§ Passage shown:
* * *

On the Right to Criticize

In a time where right wing critiques of our social movements rule the day, it is understandable that many are wary of and even hostile to critiques from among our ranks, yet I think they are both necessary and important. We must not sacrifice honesty for fear of making waves. I want to argue in favor of the right of anyone to speak on anything, at any time. Often criticism is discouraged under the premise that it is not the right time, that the moment is urgent and we must only act. But the moment is nearly always urgent, and there is never a perfect time or place for criticism. Nevertheless, it must be made.

The logic of experience dictates social movements in the U.S. today. A common refrain is that we should “shut up and listen” if we are not part of the identity group in question, or that we must only follow the lead of the most oppressed. Before discussing the problems inherent in equating experience with specific knowledge, I should first note that the way experience is often understood is highly limited. It takes as given that people are only able to understand their strict lived experience (itself a broader category than we give credit), discounting the sociality and complexity of identity formation. The Invisible Committee asks the question: 

 ‘What am I, then?’ Since childhood, I’ve been involved with flows of milk, smells, stories, sounds, emotions, nursery rhymes, substances, gestures, ideas, impressions, gazes, songs, and foods. What am I? Tied in every way to places, sufferings, ancestors, friends, loves, events, languages, memories, to all kinds of things that obviously are not me. Everything that attaches me to the world, all the links that constitute me, all the forces that compose me don’t form an identity, a thing displayable on cue, but a singular, shared living existence, from which emerges–at certain times and places–that being which says ‘I.’

It seems somewhat contradictory to me that people who would be the first to argue that humans are not inherently selfish or greedy have no problem with the idea that we cannot see beyond the bounds of our “identities,” especially as we see that identity itself, if we entertain such a category, is in constant flux. 

Back to the issue at hand, the commonplace insistence on the need for “allies” – people who do not belong to the oppressed group in question, for those not acquainted with the current activist-speak – to simply follow the lead- demonstrates two problems. First, it discourages critical thinking and excludes the input of those who may have something important to add. To point to one example, I am grateful that Sartre decided to write “Anti-Semite and Jew,” despite being a gentile.  Without having the direct experience of being Jewish, he took the risk of speaking on the “Jewish Question” and wrote a flawed but valuable text that gave me – a Jew – insights into not only the history and philosophy of anti-Semitism, but also myself and my Jewishness. I think many people today silence themselves despite having something of value to say, for fear of being torn apart for speaking beyond what would be considered their experience.

* * *

§ Tasks:
1: Translate this sentence from the essay on the right to criticize into Spanish: "We must not sacrifice honesty for fear of making waves."
2: Carry the essay on the right to criticize forward, starting after its last sentence.

(Records from a data collection)

* * *

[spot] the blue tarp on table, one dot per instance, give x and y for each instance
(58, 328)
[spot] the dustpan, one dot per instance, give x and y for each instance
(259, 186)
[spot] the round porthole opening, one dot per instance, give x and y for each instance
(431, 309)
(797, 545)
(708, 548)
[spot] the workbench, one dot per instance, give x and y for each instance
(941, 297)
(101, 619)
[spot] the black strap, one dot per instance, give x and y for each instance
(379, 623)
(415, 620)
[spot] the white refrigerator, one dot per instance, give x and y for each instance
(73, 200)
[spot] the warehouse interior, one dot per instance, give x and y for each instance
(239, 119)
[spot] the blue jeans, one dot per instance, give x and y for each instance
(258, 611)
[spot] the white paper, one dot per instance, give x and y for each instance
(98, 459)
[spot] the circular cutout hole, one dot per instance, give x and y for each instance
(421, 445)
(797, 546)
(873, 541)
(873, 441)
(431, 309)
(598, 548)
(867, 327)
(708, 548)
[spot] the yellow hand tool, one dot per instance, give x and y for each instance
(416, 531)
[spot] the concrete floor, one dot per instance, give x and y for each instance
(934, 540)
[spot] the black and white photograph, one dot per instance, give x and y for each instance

* * *

§ Exercise results:
1: No debemos sacrificar la honestidad por miedo a causar revuelo.

2:
Sartre did not need to share an identical experience in order to contribute something useful, which brings me to my next point: even among those who supposedly share an “identity,” there exists a vast array of experience and thought. Saying, “listen to Black people about racism” is meaningless. Those who insist on the utmost importance of identity as a marker for good politics have apparently never spoken to a Black conservative. But more to the point, among those whom we would consider to be broadly on our side, there exist disagreements on everything from the nature of the problem to how to go about solving it. To take one opinion from a diverse group and use it to represent the group serves to ignore and even silence those who disagree. It also lets the “ally” off the hook. Instead of making their own critical analysis and being held accountable to it, the “ally” can simply claim that they were “listening to those more marginalized.” Instead, I suggest we all commit to critical thinking and claim our views as our own, of course acknowledging how deeply informed they are by others.

The logic of experience also argues for uncritical support of all movements resisting oppression, regardless of their ideological and/or tactical shortcomings. Ross Wolfe has written in detail about this phenomenon, pointing to instances of leftist support for Hamas and Hezbollah, despite their openly anti-Semitic rhetoric. The logic of such uncritical support is befuddling. Theoretically, pledging support to a movement is to root for its success and therefore the success of its principles. However, most supporters of such movements would likely add that they do not support those problematic parts, but nonetheless, the fact of oppression overshadows such minor concerns and it is not their place to criticize.

Unfortunately, the belief that movements will shed their unfortunate parts when they come to power is not well supported by history, which if anything, leans the other way. Another common justification for such support stems from a (usually hidden) belief that the movement in question will not actually succeed, and thus the nasty bits of its politics will never see the light of day. However, this view is short sighted and U.S.-centric, as numerous revolutions have seen the oppressed become a new oppressor. But perhaps most importantly, deferring criticism may actually harm the movements we wish to see succeed. Free flowing criticism and debate is the sign of any healthy movement, essential to forming effective tactics and vision, as well as ensuring problematic events and tendencies do not get swept under the rug.

Though it may appear at first counter-intuitive, unconditional support for movements resisting oppression holds the possibility of fostering a dehumanizing and fetishizing attitude toward the oppressed. It treats oppressed people as delicate, incapable of critical thought and engagement that may lead to a change in their views.

Here I would like to make a side note. It is important to understand the causes of reactionary responses to oppression. The pain and suffering brought on by capitalism, racism, sexism and all forms of exploitation is of course deep. Oppression often makes people do things that those who do not occupy a similar position cannot easily conceive. However, to treat reactionary responses to oppression as inevitable is to deny the full intelligence and capability of oppressed people, many of whom do not take a reactionary route.

One of the most troubling consequences of the logic of experience is the fetishization of oppressed people and eventual desire to become oppressed. If we are told we have nothing to contribute unless we share an identical experience, we begin to wish that we too were oppressed. We assign moral value to suffering, an uncomfortably religious sentiment. The aim must be to end oppression, not make sacred the oppressed.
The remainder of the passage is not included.